(Stored items)
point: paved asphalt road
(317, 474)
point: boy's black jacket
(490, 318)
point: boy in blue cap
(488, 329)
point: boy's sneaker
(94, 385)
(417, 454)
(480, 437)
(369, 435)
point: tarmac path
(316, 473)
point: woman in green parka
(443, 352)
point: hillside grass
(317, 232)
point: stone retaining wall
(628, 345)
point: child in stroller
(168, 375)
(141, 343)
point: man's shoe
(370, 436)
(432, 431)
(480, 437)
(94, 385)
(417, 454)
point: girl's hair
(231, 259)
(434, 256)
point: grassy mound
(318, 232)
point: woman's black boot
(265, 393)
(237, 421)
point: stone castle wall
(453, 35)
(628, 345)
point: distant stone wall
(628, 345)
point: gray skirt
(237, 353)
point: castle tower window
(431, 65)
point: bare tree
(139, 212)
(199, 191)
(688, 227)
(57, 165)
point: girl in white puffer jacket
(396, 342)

# What is asked
Please swap "stone" for "brick" throughout all of the lines above and leave everything else as it is.

# Written solution
point: paved asphalt road
(317, 474)
point: boy's black jacket
(490, 318)
point: boy in blue cap
(488, 329)
point: boy's sneaker
(94, 385)
(417, 454)
(480, 437)
(369, 435)
point: tarmac path
(316, 473)
point: woman in green parka
(443, 352)
point: hillside grass
(317, 232)
point: brick retaining wall
(628, 345)
point: child in stroller
(168, 375)
(141, 343)
point: man's shoe
(370, 436)
(432, 431)
(480, 437)
(94, 385)
(417, 454)
point: girl's hair
(231, 259)
(434, 256)
point: grassy mound
(318, 232)
point: woman's black boot
(265, 393)
(237, 421)
point: brick castle wall
(453, 35)
(628, 345)
point: distant brick wall
(628, 345)
point: gray skirt
(237, 353)
point: castle tower window
(431, 65)
point: bare tree
(139, 212)
(199, 191)
(688, 227)
(57, 165)
point: girl in white puffer jacket
(396, 342)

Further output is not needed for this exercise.